### [Exercise aim]
Print all of the data exactly.

Excerpts of location labeling data
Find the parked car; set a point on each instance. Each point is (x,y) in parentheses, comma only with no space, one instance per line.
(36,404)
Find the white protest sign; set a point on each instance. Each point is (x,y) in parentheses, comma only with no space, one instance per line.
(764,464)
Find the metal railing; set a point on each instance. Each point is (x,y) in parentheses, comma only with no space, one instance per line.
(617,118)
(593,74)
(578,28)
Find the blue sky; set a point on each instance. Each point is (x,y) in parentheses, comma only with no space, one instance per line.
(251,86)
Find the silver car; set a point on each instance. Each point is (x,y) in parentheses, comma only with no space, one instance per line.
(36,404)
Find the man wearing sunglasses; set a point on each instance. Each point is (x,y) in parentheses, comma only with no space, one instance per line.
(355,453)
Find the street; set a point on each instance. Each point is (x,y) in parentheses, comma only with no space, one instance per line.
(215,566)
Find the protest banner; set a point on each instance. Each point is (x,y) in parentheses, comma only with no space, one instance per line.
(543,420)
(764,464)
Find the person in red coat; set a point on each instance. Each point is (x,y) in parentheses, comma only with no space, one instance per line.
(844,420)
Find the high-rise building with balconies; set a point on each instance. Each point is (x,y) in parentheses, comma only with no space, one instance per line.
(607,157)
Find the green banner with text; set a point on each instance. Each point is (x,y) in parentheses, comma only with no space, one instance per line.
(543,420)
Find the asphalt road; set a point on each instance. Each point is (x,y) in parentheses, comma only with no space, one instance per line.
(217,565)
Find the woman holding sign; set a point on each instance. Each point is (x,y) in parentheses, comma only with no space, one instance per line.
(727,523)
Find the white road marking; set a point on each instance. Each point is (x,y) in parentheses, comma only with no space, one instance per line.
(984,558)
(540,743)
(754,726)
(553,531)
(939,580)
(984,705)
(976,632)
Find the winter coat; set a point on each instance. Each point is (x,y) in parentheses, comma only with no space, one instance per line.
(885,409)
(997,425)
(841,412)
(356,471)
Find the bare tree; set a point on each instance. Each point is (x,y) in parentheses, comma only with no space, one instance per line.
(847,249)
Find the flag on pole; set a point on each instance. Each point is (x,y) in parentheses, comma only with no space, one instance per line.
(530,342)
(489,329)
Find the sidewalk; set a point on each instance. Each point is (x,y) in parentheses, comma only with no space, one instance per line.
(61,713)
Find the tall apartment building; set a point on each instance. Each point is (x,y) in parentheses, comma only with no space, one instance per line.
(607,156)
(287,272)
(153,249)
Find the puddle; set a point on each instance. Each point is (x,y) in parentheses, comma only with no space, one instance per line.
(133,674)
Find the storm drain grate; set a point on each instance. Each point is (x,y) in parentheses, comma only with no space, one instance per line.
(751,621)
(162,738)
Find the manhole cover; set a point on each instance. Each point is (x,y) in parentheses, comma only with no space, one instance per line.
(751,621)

### [Result of the exercise]
Find the parked car; set a point on each instance. Each point is (x,y) in parentheses, comma only with no space, one instance per line.
(36,404)
Find the white protest sign; set a point on each instance. Each point is (x,y) in parentheses, comma only with no space, one instance per line.
(764,464)
Find the metal railing; set a point on each instance. Each point is (x,y) in parentheses, comma only with no space, one instance per line.
(617,118)
(593,74)
(578,28)
Find the blue sky; set a point on each instance. Each point is (x,y) in parentheses, comma only with no space, one instance per line.
(251,86)
Find the silver car; set a point on each instance. Each point is (x,y) in parentheses, comma only with no space, one instance per line.
(36,404)
Find the man wearing sunglasses; set a point on each instance. Each point is (x,y) in parentheses, comma only with no space, one instance per line.
(355,453)
Find the street; set a point on each instance. Each point is (x,y) in parentheses, comma only with no space, one instance per line.
(215,566)
Find the protest banner; set a point on each instance. Each point is (x,y) in parentheses, comma only with no space, one instance per line.
(543,420)
(764,464)
Find the person in red coat; set a point on each instance. Each point is (x,y) in parentheses, comma only with no space, one instance per line.
(844,420)
Find the high-rise building with balconies; set a point on each instance. Each point is (x,y) in parentheses, comma only with no space, one instance per line.
(607,157)
Find the green banner with text; set a point on each instance. Each point is (x,y) in parentheses, comma only with no space, one instance per line.
(543,420)
Find the asphalt road; set a point on each instance. Each point is (x,y) in parentheses, comma only with no space, one instance per line.
(217,565)
Find the woman holding sign; set a point on each instance. Each point is (x,y) in parentheses, comma only with no space, one instance per line.
(727,523)
Find the white road marking; set a point on each instance. Each point is (x,y) in parentheses, comma only with no space, one instance per line.
(984,558)
(540,743)
(754,726)
(553,531)
(939,580)
(984,705)
(976,632)
Find the winter coat; set a point on each instance. Each point is (x,y) in parentheses, comma only with no space, one instance per line.
(885,409)
(997,425)
(841,412)
(356,471)
Find the bare tree; set a point on each instance. Each point is (x,y) in parentheses, comma only with no space, one instance per line.
(847,249)
Find the flag on pole; set a point on each instance. Each point is (x,y) in parentheses, comma only with no space, one instance per line.
(530,342)
(489,329)
Find the sidewalk; set a point on each instance. Each point is (x,y) in parentheses, comma only with no space, one instance per line.
(61,713)
Find the tall apartment building; set a point on each instance. Each point is (x,y) in parentheses, comma only with no space, one instance per line.
(607,156)
(287,272)
(153,249)
Find the puddle; set a point on each instance. Each point is (x,y) in parentheses, comma only with no space, one instance per line.
(133,674)
Find the storm drain grate; set a point on each instance. Each point is (x,y) in parentheses, comma only with no space, one instance per line.
(751,621)
(162,738)
Find the manhole cover; set a point on each instance. Each point is (x,y) in parentheses, comma only with no space, one instance per line.
(751,621)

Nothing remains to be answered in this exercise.